*** SOURCE DATA ***

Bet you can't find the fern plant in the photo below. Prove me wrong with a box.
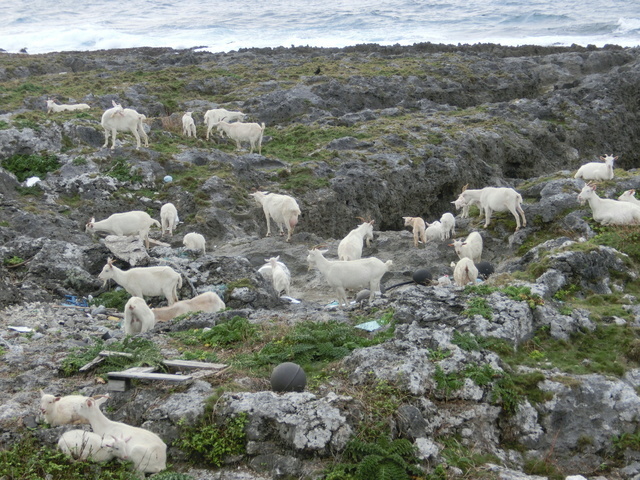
[324,437,424,480]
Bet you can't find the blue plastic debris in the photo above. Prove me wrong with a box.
[63,295,89,307]
[355,320,382,332]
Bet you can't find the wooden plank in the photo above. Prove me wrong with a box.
[79,355,106,372]
[107,371,193,382]
[108,378,129,392]
[119,367,157,374]
[162,360,227,370]
[99,350,134,358]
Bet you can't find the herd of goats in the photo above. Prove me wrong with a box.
[34,98,640,473]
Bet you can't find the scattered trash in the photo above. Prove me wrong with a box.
[355,320,382,331]
[91,305,107,316]
[8,326,33,333]
[324,300,339,310]
[164,175,173,183]
[63,295,89,307]
[25,176,41,187]
[281,296,301,304]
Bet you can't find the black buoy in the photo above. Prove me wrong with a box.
[270,362,307,393]
[476,261,495,280]
[412,268,432,285]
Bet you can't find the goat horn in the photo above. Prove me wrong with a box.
[461,183,468,192]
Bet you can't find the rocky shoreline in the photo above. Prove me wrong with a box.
[2,43,640,479]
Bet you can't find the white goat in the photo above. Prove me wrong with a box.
[258,258,291,281]
[472,187,526,231]
[183,232,206,254]
[618,189,640,206]
[160,203,179,237]
[85,211,161,249]
[425,220,445,242]
[452,186,484,219]
[574,154,617,181]
[98,258,182,305]
[440,212,456,239]
[402,216,426,247]
[453,257,478,287]
[40,391,109,426]
[152,291,226,322]
[306,248,392,307]
[250,191,301,242]
[182,112,196,137]
[78,397,167,474]
[46,99,90,113]
[266,256,291,296]
[217,121,265,154]
[58,430,117,462]
[338,220,375,261]
[450,231,483,263]
[578,182,640,225]
[101,100,149,150]
[204,108,246,140]
[123,296,156,335]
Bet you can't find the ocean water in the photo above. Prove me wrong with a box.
[1,0,639,55]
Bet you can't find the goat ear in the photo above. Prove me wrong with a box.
[274,255,280,261]
[54,396,61,402]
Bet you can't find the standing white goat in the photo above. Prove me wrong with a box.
[453,257,478,287]
[217,121,265,154]
[98,258,182,305]
[182,112,196,137]
[578,182,640,225]
[338,220,374,261]
[265,256,291,296]
[306,248,392,307]
[402,216,426,247]
[183,232,206,254]
[440,212,456,239]
[123,296,156,335]
[204,108,246,140]
[46,99,90,113]
[160,203,179,237]
[450,231,483,263]
[250,191,301,242]
[101,100,149,150]
[463,187,526,231]
[574,154,617,181]
[425,220,445,242]
[452,185,484,219]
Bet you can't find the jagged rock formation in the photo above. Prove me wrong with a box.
[1,43,640,479]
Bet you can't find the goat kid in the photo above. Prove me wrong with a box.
[402,216,426,247]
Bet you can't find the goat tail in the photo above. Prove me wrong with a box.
[385,260,393,269]
[152,219,161,228]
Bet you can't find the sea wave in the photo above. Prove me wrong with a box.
[1,0,639,54]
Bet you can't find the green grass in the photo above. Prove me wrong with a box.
[502,324,639,377]
[265,124,368,162]
[2,153,60,182]
[59,337,164,377]
[0,434,139,480]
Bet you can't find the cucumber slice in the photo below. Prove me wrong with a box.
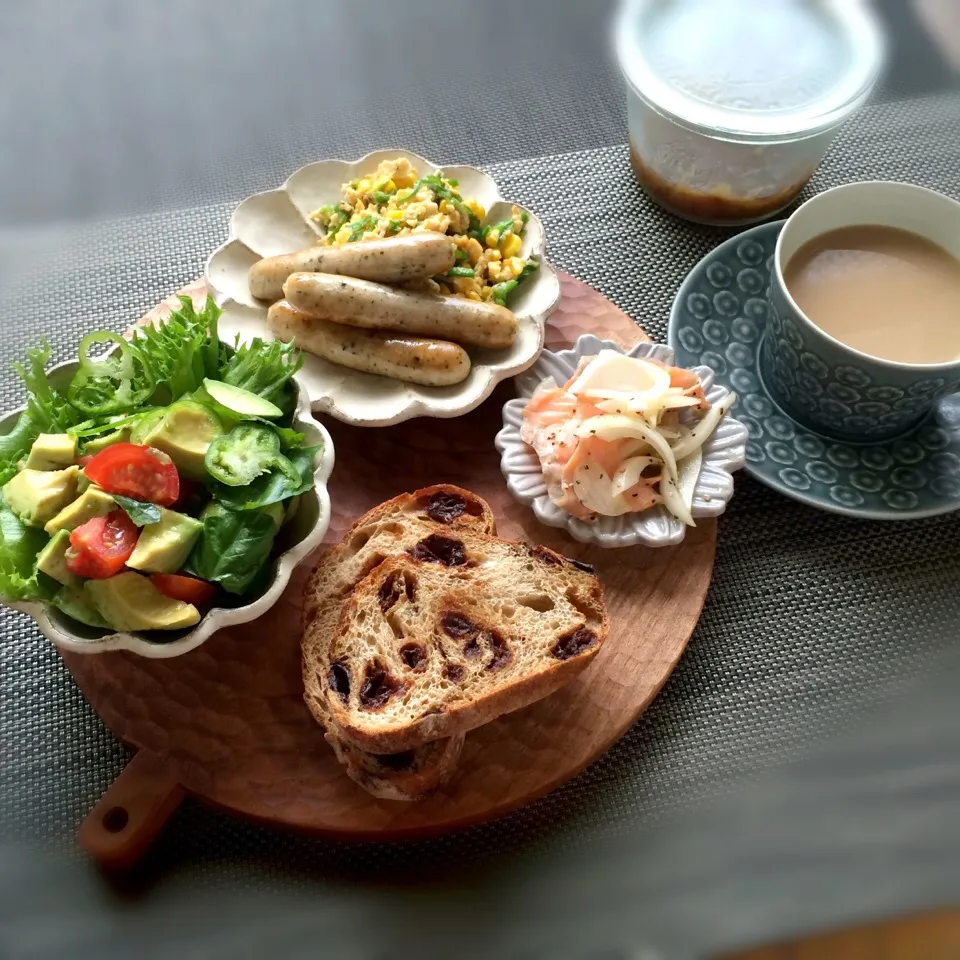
[202,379,283,419]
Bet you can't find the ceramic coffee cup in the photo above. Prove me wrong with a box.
[761,181,960,442]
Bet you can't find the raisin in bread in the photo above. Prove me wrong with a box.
[301,485,497,800]
[322,532,608,755]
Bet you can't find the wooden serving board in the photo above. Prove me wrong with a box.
[63,273,717,869]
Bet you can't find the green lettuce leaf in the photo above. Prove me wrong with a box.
[218,336,303,406]
[0,341,84,485]
[128,294,223,404]
[0,495,52,602]
[184,507,278,595]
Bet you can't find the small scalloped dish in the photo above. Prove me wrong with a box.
[205,149,561,427]
[1,363,333,658]
[495,335,748,548]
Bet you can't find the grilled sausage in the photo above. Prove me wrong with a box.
[249,233,457,302]
[267,300,471,387]
[282,272,517,349]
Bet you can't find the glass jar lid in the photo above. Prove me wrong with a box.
[615,0,885,142]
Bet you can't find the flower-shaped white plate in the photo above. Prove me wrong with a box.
[2,364,333,658]
[495,335,749,547]
[205,149,561,427]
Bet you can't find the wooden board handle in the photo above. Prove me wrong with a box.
[77,750,184,870]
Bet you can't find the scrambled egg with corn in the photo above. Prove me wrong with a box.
[309,157,537,305]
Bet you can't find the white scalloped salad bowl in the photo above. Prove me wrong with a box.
[1,364,333,659]
[205,149,561,427]
[495,335,748,548]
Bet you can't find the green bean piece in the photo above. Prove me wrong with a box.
[491,280,519,305]
[347,215,378,241]
[447,266,475,278]
[520,260,539,278]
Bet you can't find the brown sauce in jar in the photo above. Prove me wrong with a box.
[629,145,814,225]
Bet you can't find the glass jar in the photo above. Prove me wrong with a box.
[615,0,885,226]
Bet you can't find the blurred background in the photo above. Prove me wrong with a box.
[0,0,955,225]
[1,2,959,958]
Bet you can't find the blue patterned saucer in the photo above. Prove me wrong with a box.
[667,221,960,520]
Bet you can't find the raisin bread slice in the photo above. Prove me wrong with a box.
[301,485,496,799]
[323,533,608,755]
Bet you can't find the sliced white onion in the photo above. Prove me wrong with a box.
[676,448,703,516]
[659,395,703,411]
[669,391,736,460]
[594,398,633,416]
[572,455,633,516]
[576,415,679,483]
[610,455,658,498]
[660,474,695,526]
[619,438,653,459]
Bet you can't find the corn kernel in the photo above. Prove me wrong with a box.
[480,286,493,300]
[334,226,350,245]
[488,250,502,261]
[392,168,415,188]
[507,256,527,275]
[487,262,502,282]
[387,209,404,221]
[357,178,372,192]
[466,238,483,265]
[500,233,522,258]
[467,291,481,301]
[486,228,500,249]
[467,200,486,221]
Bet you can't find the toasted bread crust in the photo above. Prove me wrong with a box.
[301,485,496,799]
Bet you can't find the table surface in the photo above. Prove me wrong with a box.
[1,3,959,959]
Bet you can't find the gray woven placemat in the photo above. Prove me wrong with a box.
[0,0,948,225]
[0,92,959,958]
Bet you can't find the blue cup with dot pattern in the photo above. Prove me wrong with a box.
[762,182,960,442]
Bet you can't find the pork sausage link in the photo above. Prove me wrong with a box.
[282,272,517,349]
[249,233,457,302]
[267,300,471,387]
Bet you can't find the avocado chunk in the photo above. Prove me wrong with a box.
[2,466,81,527]
[127,507,203,574]
[43,486,115,535]
[85,572,200,631]
[24,433,77,471]
[83,425,131,455]
[37,530,81,587]
[134,401,224,480]
[128,408,165,446]
[53,585,108,629]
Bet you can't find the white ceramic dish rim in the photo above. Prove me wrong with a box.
[204,148,562,428]
[2,362,334,659]
[495,335,748,548]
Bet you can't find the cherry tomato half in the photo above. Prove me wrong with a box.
[149,573,218,606]
[66,510,139,579]
[75,454,94,468]
[83,443,179,506]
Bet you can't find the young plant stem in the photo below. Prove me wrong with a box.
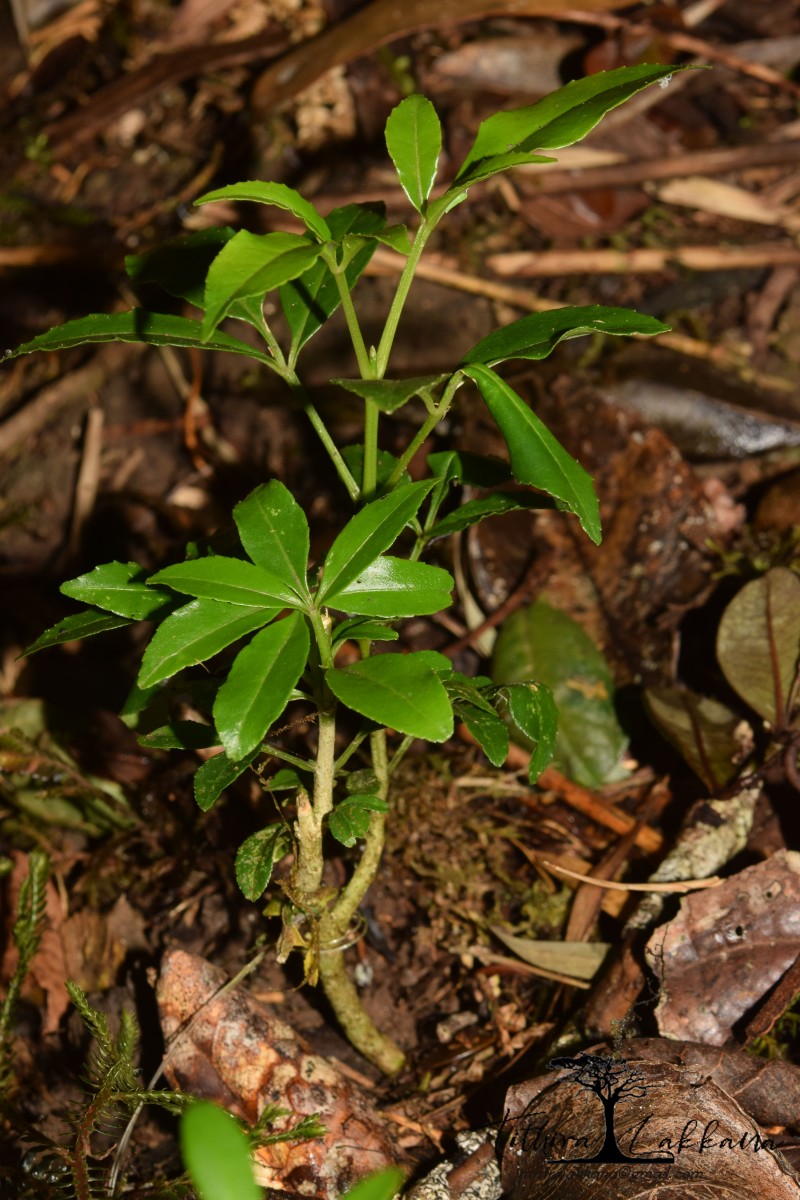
[374,218,436,379]
[284,375,360,502]
[325,249,372,381]
[362,398,380,499]
[316,933,405,1074]
[332,728,388,932]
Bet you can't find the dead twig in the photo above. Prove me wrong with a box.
[542,859,722,893]
[67,405,105,560]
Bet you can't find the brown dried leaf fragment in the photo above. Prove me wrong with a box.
[156,949,399,1199]
[501,1052,800,1199]
[647,849,800,1044]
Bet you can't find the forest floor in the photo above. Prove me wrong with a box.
[3,0,800,1196]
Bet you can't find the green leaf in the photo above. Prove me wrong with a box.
[202,231,324,340]
[139,720,218,750]
[445,673,496,714]
[332,618,399,647]
[138,598,277,687]
[458,702,509,767]
[280,204,385,355]
[463,364,600,544]
[463,305,669,367]
[456,64,682,181]
[125,227,235,307]
[60,562,173,620]
[194,750,258,812]
[324,557,453,618]
[214,613,310,760]
[150,556,302,609]
[234,481,310,601]
[375,224,411,255]
[493,602,627,787]
[327,653,453,742]
[645,687,742,792]
[502,682,558,781]
[426,491,554,541]
[329,794,389,847]
[341,445,405,492]
[181,1100,262,1200]
[22,610,133,656]
[235,824,292,901]
[716,567,800,725]
[332,375,447,414]
[342,1169,406,1200]
[453,150,554,189]
[318,480,434,603]
[385,94,442,212]
[4,311,279,366]
[195,180,331,242]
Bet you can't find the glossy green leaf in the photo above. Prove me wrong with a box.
[139,720,218,750]
[234,481,310,601]
[138,598,277,687]
[425,491,553,541]
[4,311,279,366]
[61,562,172,620]
[502,682,558,782]
[267,766,308,792]
[332,618,399,647]
[235,823,292,901]
[194,750,257,812]
[329,794,389,847]
[375,224,411,255]
[341,445,405,492]
[23,610,133,656]
[202,231,323,340]
[195,180,331,242]
[280,204,385,355]
[645,687,742,792]
[318,480,434,603]
[332,374,447,414]
[463,306,669,367]
[214,612,310,760]
[493,602,627,787]
[445,673,496,714]
[325,557,453,617]
[327,653,453,741]
[456,64,681,182]
[181,1101,262,1200]
[463,364,600,544]
[716,567,800,725]
[341,1169,406,1200]
[125,228,234,307]
[150,556,301,609]
[385,94,442,212]
[453,150,554,188]
[458,702,509,767]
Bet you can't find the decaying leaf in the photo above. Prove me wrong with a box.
[492,601,628,787]
[501,1048,800,1199]
[644,686,743,791]
[489,925,609,982]
[716,567,800,726]
[156,949,399,1198]
[648,850,800,1044]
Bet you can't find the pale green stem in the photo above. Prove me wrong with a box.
[332,728,388,933]
[374,219,436,379]
[362,398,379,499]
[262,746,316,773]
[322,248,372,381]
[284,375,359,503]
[259,318,287,368]
[387,734,415,776]
[316,939,405,1074]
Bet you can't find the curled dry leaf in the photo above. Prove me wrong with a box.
[501,1049,800,1199]
[156,949,398,1198]
[648,849,800,1044]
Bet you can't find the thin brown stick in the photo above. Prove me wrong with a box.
[542,859,722,893]
[487,242,800,277]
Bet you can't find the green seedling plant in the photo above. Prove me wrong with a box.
[9,66,680,1075]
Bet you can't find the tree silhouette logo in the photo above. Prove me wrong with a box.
[547,1052,674,1165]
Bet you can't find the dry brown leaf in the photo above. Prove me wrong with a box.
[157,949,399,1198]
[647,850,800,1044]
[501,1049,800,1198]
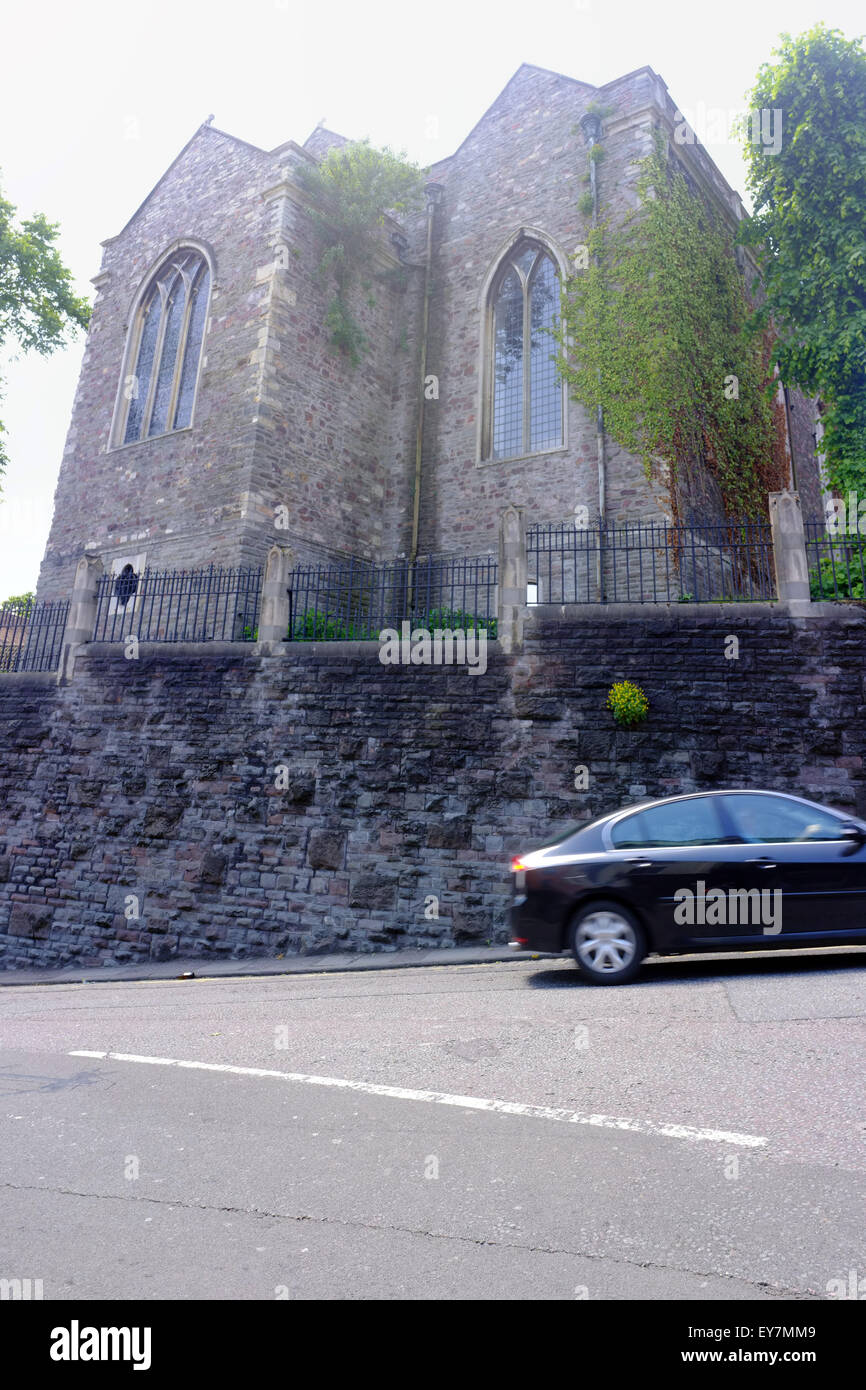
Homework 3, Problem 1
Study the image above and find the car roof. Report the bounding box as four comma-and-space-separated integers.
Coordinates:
595, 788, 853, 826
528, 789, 863, 861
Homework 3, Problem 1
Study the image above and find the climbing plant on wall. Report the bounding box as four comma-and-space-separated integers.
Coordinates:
296, 140, 426, 367
554, 134, 788, 522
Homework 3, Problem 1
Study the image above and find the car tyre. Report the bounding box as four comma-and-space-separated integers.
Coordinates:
570, 900, 646, 985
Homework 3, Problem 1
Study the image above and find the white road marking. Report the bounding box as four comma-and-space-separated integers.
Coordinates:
69, 1050, 768, 1148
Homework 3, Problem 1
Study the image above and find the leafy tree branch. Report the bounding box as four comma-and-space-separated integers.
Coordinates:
740, 24, 866, 491
0, 175, 90, 483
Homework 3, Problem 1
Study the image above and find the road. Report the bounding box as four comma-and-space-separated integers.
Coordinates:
1, 949, 864, 1300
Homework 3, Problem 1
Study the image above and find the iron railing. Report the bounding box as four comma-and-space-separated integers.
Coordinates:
93, 565, 262, 643
0, 598, 70, 672
3, 517, 799, 672
805, 521, 866, 601
527, 520, 776, 604
287, 554, 499, 640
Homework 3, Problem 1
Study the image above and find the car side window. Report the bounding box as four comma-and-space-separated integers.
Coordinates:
610, 798, 727, 849
723, 794, 846, 844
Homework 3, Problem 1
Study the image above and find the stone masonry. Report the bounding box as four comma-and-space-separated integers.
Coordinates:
2, 604, 865, 970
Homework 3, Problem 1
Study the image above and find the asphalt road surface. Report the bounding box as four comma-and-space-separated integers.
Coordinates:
1, 948, 864, 1300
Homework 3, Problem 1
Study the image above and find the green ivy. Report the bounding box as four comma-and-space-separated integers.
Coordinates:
296, 140, 426, 367
555, 134, 783, 522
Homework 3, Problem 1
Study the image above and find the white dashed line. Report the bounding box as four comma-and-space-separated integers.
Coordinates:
68, 1050, 768, 1148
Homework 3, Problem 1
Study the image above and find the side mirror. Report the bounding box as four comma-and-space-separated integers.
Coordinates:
840, 823, 865, 844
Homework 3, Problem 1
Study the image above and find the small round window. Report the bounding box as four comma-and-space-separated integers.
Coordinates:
114, 564, 139, 607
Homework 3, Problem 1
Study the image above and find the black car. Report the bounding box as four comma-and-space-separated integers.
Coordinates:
509, 789, 866, 984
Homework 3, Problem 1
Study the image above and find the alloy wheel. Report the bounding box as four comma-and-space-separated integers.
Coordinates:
574, 910, 637, 974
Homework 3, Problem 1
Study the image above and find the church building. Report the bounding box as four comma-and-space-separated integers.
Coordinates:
35, 63, 824, 601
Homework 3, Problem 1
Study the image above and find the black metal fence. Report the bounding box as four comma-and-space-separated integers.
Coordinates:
93, 565, 262, 643
805, 521, 866, 601
12, 515, 859, 669
527, 520, 776, 604
0, 598, 70, 672
287, 554, 499, 640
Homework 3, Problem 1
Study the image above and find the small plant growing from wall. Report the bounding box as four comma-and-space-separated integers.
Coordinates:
607, 679, 649, 728
296, 140, 426, 366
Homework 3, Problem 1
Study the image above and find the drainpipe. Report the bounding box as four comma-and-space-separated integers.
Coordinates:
408, 182, 443, 605
782, 385, 798, 494
579, 111, 605, 600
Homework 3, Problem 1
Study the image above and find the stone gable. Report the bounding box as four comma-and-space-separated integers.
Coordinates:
36, 65, 826, 601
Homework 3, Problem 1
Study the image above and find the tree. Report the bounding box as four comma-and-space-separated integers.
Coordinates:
1, 590, 33, 609
296, 140, 426, 365
554, 136, 786, 523
740, 25, 866, 493
0, 175, 90, 484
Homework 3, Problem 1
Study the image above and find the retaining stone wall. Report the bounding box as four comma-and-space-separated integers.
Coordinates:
1, 605, 865, 969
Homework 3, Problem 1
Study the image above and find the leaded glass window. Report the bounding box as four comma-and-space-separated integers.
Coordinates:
120, 250, 210, 444
485, 242, 563, 461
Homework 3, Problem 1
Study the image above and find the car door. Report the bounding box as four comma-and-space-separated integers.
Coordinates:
604, 795, 746, 951
720, 792, 866, 942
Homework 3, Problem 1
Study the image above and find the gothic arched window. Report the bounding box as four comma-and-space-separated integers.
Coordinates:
483, 241, 563, 461
118, 249, 211, 444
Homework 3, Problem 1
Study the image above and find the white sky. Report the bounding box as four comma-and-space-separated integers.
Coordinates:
0, 0, 862, 598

*** End of SOURCE DATA ***

> WHAT IS REQUIRED
From the entries above, copy out every line where the string "road" appears.

> THE ANSWER
Study the image above and find the white road marking. Report the bounding box as four comma-and-space-separated integers.
Study the image above and find the road. Report the bounding box as four comma-and-space-separated integers.
Study the image above and find the asphalt road surface. Report the bounding box as four comma-and-space-separated integers.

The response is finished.